=== Exercise prompt ===
Reproduce the rows from the line with "Please trace the outline of every instance of the forest" up to and including the line with "POLYGON ((304 7, 293", requests included, and reproduce nothing else. Multiply each coordinate in the answer outlines by 0.95 and round to whole numbers, with halves rounding up, but leave the numbers in the requests and their layout samples unchanged.

=== Records shown ===
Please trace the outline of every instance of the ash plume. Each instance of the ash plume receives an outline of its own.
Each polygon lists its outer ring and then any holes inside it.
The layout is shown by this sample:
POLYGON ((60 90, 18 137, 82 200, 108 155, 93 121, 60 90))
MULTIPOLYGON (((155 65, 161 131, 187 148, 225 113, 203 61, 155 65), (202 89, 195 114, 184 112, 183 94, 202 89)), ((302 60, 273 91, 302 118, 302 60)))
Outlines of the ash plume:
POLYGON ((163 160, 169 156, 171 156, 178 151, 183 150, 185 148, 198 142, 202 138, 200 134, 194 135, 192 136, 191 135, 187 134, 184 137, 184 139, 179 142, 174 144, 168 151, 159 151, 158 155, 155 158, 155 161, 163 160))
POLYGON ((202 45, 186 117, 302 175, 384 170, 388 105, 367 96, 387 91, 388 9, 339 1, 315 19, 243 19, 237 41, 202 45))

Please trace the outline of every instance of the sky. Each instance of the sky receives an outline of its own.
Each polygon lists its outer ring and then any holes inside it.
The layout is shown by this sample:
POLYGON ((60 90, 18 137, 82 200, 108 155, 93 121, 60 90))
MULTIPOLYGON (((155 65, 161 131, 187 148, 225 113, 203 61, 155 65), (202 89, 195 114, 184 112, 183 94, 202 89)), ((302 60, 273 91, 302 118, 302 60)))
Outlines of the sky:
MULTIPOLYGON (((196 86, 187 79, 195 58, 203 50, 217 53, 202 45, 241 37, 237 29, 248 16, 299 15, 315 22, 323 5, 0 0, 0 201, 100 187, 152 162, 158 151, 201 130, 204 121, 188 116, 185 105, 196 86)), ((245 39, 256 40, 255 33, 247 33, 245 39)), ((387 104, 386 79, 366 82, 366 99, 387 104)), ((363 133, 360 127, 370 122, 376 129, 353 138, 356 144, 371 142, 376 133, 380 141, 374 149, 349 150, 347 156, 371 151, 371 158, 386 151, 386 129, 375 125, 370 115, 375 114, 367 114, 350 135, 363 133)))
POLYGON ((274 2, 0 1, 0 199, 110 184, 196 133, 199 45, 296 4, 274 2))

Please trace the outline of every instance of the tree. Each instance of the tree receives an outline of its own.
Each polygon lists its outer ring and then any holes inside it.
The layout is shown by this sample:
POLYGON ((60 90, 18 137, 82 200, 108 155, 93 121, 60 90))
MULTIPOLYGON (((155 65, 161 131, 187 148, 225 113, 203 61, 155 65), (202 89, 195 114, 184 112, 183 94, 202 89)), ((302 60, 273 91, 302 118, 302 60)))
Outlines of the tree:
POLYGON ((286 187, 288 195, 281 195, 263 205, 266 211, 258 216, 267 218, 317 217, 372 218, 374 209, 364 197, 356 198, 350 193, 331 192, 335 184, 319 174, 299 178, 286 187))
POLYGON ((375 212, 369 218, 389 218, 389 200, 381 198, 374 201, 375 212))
* * *
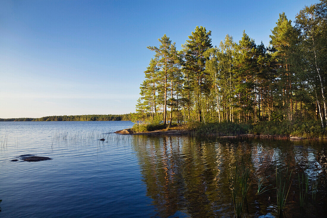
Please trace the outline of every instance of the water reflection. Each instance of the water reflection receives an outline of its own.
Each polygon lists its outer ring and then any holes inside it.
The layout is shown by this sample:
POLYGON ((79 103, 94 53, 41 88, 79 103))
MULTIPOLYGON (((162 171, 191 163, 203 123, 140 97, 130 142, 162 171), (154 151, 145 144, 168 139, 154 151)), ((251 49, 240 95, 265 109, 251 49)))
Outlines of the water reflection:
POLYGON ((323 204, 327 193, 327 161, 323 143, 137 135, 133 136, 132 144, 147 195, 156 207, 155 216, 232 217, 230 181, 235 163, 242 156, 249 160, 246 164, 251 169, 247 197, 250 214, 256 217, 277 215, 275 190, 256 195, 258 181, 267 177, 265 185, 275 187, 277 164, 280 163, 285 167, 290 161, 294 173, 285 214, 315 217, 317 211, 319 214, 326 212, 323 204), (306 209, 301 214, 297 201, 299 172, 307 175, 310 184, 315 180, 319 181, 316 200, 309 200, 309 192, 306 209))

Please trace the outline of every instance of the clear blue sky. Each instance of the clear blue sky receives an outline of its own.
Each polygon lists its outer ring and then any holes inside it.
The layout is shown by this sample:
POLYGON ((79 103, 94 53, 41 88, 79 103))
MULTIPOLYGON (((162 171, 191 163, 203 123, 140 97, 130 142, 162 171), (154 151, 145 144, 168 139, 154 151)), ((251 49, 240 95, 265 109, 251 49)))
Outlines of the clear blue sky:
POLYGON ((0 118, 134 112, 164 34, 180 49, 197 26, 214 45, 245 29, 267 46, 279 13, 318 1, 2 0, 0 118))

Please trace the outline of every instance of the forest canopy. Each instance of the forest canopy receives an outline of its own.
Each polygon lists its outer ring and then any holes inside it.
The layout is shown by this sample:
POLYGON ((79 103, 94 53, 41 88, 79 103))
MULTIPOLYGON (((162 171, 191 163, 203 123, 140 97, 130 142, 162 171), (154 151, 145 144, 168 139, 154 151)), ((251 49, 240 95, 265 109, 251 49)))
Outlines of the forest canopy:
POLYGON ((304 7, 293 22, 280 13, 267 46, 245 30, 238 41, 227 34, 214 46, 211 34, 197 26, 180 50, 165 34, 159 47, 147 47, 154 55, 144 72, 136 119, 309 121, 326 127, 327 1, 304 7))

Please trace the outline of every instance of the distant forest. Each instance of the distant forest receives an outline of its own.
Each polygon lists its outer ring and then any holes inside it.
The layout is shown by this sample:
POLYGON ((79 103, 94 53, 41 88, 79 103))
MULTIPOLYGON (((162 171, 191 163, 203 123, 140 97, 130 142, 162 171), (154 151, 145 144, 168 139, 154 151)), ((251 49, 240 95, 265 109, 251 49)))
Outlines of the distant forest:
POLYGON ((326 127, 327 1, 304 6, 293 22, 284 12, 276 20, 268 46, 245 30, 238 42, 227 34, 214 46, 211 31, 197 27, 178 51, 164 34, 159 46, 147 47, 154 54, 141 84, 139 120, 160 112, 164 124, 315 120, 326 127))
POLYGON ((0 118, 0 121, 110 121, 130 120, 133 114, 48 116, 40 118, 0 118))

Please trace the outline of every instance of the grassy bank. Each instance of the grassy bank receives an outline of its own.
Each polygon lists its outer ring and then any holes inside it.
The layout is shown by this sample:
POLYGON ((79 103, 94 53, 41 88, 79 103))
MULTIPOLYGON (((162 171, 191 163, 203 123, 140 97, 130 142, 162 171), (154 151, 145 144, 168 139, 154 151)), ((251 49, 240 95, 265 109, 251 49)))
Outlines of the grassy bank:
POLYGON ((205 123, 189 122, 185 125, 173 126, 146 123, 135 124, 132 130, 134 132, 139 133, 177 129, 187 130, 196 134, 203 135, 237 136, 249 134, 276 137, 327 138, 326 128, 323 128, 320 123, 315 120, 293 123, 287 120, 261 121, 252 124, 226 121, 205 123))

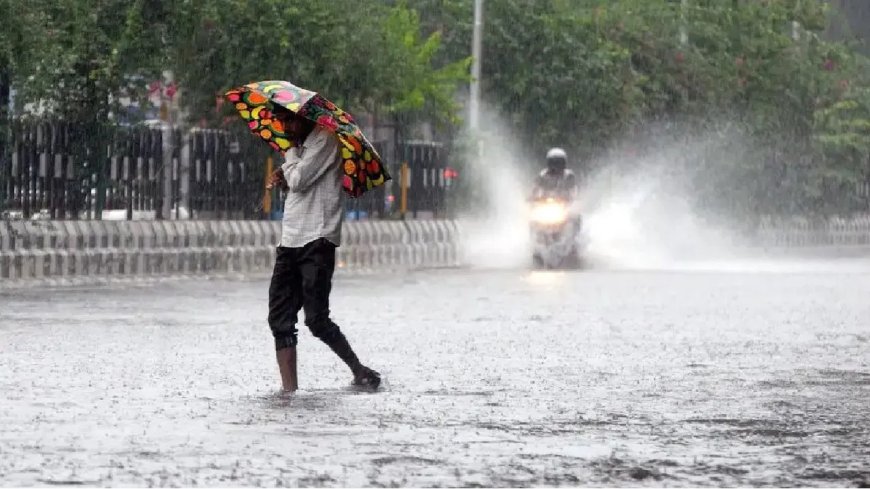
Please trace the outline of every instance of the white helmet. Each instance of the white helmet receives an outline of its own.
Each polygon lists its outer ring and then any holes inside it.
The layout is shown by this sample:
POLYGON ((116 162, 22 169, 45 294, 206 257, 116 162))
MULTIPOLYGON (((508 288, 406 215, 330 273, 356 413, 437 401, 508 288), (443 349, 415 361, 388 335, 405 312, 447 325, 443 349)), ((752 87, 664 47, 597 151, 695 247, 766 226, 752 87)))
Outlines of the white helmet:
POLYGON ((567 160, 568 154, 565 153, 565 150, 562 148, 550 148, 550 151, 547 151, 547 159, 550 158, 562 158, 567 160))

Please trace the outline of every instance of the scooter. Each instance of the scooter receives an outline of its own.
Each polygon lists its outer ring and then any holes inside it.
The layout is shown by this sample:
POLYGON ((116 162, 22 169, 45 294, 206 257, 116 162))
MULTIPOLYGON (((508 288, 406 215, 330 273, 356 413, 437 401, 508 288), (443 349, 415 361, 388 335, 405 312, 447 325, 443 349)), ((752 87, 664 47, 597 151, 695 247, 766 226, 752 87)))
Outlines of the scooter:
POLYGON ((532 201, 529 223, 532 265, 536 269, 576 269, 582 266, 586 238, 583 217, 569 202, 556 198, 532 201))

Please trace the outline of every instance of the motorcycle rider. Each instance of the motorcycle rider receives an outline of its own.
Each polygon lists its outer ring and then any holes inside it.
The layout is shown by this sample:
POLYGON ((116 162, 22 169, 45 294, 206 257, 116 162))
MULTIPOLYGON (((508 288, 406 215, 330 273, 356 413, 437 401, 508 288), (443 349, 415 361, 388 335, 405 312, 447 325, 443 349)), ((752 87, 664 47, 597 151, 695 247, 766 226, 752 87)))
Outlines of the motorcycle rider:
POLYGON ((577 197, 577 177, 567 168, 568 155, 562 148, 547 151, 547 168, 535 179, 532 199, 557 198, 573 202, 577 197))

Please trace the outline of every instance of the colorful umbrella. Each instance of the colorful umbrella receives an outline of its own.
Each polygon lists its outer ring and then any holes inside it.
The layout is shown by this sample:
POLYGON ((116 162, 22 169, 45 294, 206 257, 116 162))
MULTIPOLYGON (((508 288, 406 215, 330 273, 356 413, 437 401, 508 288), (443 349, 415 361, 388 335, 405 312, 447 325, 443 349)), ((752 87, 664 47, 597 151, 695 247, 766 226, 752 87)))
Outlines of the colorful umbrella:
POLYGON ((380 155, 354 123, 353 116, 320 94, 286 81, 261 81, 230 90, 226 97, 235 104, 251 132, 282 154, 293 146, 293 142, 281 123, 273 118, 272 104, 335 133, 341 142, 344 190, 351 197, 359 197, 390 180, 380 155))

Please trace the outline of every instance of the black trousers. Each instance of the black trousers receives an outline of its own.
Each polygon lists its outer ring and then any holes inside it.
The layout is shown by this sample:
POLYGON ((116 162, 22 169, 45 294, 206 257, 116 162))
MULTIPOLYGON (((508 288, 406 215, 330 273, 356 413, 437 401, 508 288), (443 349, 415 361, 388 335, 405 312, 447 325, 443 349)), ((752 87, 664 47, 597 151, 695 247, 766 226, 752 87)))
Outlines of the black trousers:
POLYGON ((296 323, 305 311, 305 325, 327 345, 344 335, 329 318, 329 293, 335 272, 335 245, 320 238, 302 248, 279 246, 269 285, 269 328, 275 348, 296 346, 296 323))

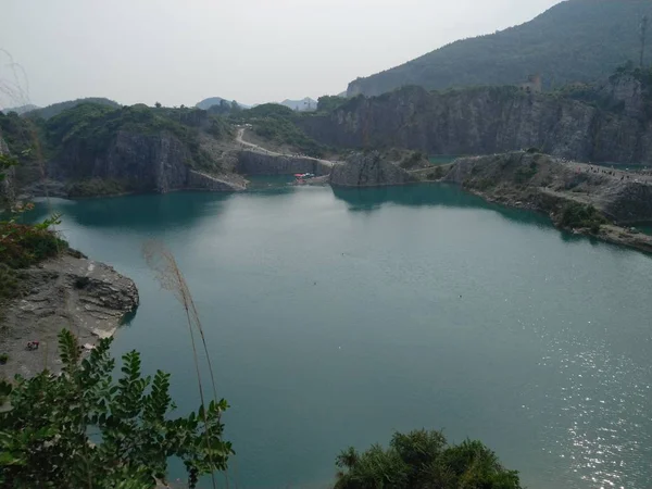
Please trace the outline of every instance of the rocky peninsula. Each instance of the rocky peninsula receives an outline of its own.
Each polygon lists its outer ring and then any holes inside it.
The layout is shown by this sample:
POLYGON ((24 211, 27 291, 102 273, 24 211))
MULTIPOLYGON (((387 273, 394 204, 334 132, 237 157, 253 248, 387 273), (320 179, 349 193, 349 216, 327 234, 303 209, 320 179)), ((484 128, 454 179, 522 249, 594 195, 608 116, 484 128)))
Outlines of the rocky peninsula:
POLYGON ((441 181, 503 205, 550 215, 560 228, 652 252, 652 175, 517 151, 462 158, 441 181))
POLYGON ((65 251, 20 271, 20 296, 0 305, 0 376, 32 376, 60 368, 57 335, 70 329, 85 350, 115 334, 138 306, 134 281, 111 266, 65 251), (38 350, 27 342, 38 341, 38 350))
--
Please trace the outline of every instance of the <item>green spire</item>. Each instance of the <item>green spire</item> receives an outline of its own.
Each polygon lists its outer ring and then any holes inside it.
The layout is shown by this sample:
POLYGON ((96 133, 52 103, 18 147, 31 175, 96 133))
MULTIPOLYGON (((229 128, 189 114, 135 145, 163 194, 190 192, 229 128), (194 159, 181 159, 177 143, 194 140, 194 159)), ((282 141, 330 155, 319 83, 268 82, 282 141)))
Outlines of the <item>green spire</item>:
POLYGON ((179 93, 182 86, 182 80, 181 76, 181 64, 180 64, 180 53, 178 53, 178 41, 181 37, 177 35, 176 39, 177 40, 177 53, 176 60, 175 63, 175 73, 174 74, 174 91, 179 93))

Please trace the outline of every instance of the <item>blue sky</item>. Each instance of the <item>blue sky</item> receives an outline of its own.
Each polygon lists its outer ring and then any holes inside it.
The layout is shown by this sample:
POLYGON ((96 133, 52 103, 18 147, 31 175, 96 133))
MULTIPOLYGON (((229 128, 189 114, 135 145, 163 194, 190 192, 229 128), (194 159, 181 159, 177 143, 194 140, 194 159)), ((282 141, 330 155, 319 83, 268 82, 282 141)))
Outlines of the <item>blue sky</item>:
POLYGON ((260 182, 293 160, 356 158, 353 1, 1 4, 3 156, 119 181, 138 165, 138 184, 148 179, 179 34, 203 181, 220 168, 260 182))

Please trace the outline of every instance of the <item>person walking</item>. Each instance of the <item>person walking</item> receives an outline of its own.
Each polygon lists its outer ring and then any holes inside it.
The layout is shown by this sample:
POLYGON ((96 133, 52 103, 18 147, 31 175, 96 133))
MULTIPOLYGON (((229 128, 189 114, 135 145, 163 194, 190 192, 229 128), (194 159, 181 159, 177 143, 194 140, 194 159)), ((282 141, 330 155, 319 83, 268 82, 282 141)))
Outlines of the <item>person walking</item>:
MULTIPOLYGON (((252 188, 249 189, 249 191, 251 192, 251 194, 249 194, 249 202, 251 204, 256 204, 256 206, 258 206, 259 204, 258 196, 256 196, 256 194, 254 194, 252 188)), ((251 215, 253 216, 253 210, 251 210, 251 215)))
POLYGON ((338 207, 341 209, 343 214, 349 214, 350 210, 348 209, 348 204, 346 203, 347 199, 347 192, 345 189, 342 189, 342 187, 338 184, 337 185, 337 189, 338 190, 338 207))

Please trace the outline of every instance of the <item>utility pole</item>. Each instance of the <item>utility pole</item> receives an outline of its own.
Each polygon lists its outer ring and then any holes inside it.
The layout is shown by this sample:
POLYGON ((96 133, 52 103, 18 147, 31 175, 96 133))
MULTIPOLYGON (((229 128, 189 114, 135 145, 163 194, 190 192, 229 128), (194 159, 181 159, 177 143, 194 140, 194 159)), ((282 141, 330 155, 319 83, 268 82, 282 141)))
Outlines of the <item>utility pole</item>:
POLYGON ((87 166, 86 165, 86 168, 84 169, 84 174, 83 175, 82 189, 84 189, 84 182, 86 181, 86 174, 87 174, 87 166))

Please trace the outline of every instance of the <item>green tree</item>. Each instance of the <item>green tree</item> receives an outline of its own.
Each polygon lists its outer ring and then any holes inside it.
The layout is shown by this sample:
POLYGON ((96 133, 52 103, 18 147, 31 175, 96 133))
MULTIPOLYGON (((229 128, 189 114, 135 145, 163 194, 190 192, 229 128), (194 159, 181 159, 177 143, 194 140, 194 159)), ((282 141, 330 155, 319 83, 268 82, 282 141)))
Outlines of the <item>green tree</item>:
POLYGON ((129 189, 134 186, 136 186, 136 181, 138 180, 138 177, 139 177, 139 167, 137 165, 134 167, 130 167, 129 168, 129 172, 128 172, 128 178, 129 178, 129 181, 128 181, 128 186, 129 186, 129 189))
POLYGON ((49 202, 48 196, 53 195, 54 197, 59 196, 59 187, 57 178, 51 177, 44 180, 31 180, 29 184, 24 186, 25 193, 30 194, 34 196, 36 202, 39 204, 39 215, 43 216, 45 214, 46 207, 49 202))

=== Result ===
Please trace the outline of every instance of the forest canopy. Each instance of the forest canopy receives an outline of its own.
Each polygon lists its outer ring and then any holes inside it.
The layout is shown by this sample:
POLYGON ((79 103, 94 53, 41 88, 79 103))
MULTIPOLYGON (((162 171, 191 163, 203 123, 140 97, 130 142, 162 171), (154 151, 145 144, 168 139, 154 151)), ((251 49, 240 95, 265 109, 251 49)))
Outlines of the forest canopy:
POLYGON ((289 7, 278 21, 266 12, 254 44, 233 29, 226 39, 216 32, 203 44, 200 32, 187 25, 171 48, 157 32, 151 45, 140 45, 146 52, 137 68, 129 113, 294 115, 310 121, 311 1, 289 7))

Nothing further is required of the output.